### [WHAT YOU ARE ASKED TO DO]
Copy the forum thread, everything from "[hightower8083]" down to "you have time.", and replace "slack" with "Slack" throughout.

### [SOURCE]
In stdout I see 8 lines like this one Creating context with args: {'answers': [0, 7]} with the first index always 0 and the second going from 0 to 7.
I don't know how this matches your expectations, but it seems to me that 8 mpi processes are created but they are using only the 4 GPUs of the first node.

[delaossa]

Well, well, it's working great now with this #28
I just needed to add -ppn 4 to mpirun so it is cleat that there are 4 processes per node.

mpirun -n 8 -ppn 4 python undulator_beam.py

Thanks Angel Ferran Pousa for spotting this detail.
And thank you Igor @hightower8083 for the code and the support.
I'd love to talk with you about the particular study that I am dealing with.

stdout

Creating context with args: {'answers': [0, 0]}
Context created successfully on device: NVIDIA A100-SXM4-40GB
Running on 8 devices
  ALL | GPU device: NVIDIA A100-SXM4-40GB
  ALL | GPU device: NVIDIA A100-SXM4-40GB
  ALL | GPU device: NVIDIA A100-SXM4-40GB
  ALL | GPU device: NVIDIA A100-SXM4-40GB
  ALL | GPU device: NVIDIA A100-SXM4-40GB
  ALL | GPU device: NVIDIA A100-SXM4-40GB
  ALL | GPU device: NVIDIA A100-SXM4-40GB
  ALL | GPU device: NVIDIA A100-SXM4-40GB
Platform: NVIDIA Corporation
Compiler: OpenCL C 1.2
Separate it_range for each track will be used

[hightower8083]

Great that you've figured that out, Alberto @delaossa !
Maybe the number of processes per node can also be fixed globally in the partition settings, so it will always work correctly.
I am not familiar with the flags -btype flattop --hghg -- are these also necessary for the correct work?
I'd be interested to see if this big calculation works out and could share tips on the code use if necessary =) ping me in fbpic slack and we could chat there.

Andrei @berceanu , we should catch up and discuss completion of #28. There are few things to fix (interactive start and cpu handling), and lets merge it asap. Ping me in slack when you have time.

[delaossa]

Thanks!
The -btype flattop --hghg flags are arguments for undulator_beam.py.
I will delete them from above to avoid confusion.

Thanks for the offer, Igor: I'll try to catch you in slack these days so we can discuss about this calculation.

[delaossa]

Hello! I would like to follow up this issue with an update.

Last time I reported that synchrad run well across multiple nodes (in the DESY Maxwell cluster) when using the -ppn flag, e.g.

mpirun -n 8 -ppn 4 python undulator_beam.py

However, something that I didn't notice then became apparent when I increased the number of particles:
The total memory allocation increases times the number of processes.
So, although the processing time is reduced by this factor (the number of processes), the memory allocation increases by the same factor, which makes easy to run out of memory for a high number of particles.

### [RECORDS PROVIDED]

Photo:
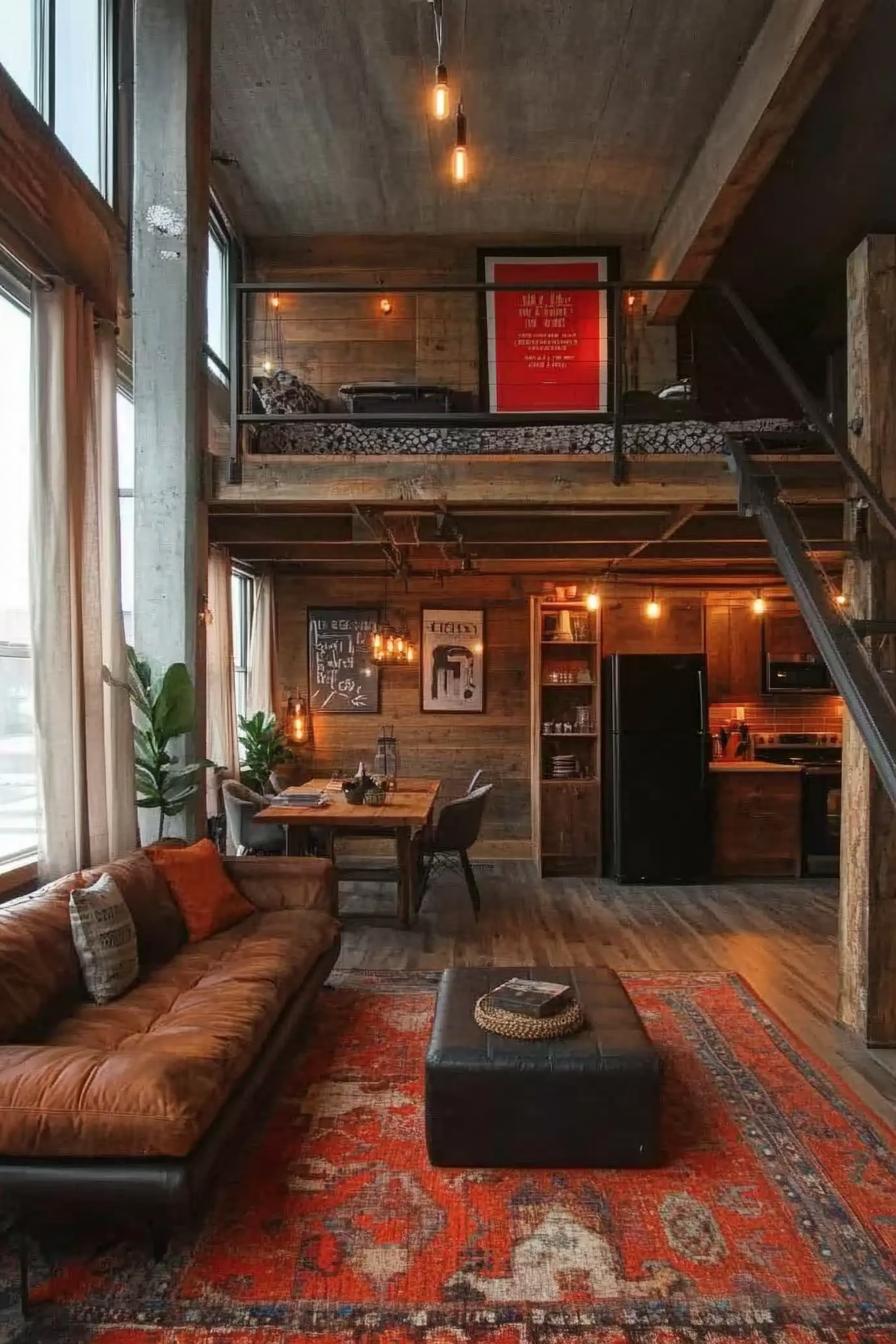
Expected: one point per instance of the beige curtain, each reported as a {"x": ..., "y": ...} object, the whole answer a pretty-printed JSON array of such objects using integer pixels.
...
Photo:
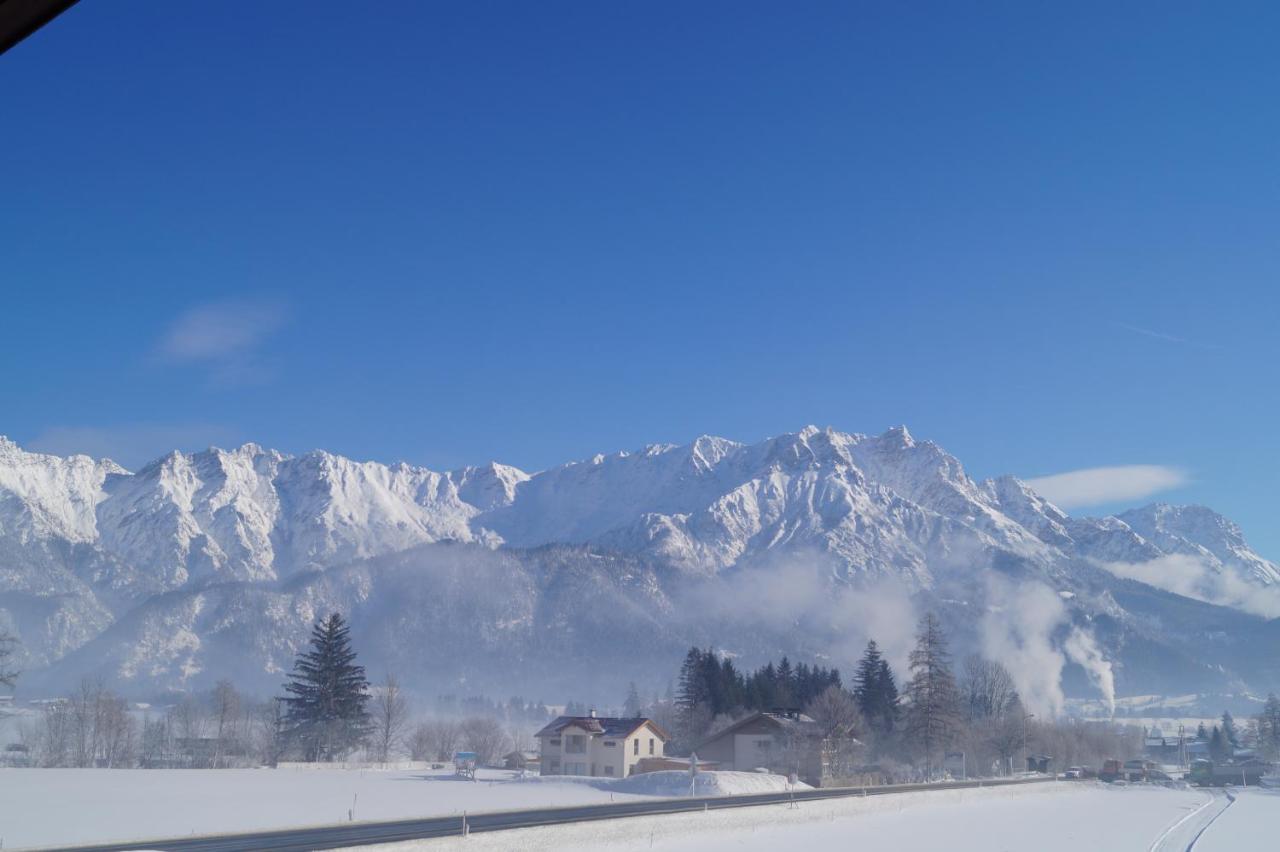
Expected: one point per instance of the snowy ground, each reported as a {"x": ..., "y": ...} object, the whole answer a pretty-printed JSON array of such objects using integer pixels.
...
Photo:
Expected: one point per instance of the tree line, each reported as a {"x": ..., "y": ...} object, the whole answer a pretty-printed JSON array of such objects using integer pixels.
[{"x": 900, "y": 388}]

### [RESPONSE]
[hightower8083]

Great that you've figured that out, Alberto @delaossa !
Maybe the number of processes per node can also be fixed globally in the partition settings, so it will always work correctly.
I am not familiar with the flags -btype flattop --hghg -- are these also necessary for the correct work?
I'd be interested to see if this big calculation works out and could share tips on the code use if necessary =) ping me in fbpic Slack and we could chat there.

Andrei @berceanu , we should catch up and discuss completion of #28. There are few things to fix (interactive start and cpu handling), and lets merge it asap. Ping me in Slack when you have time.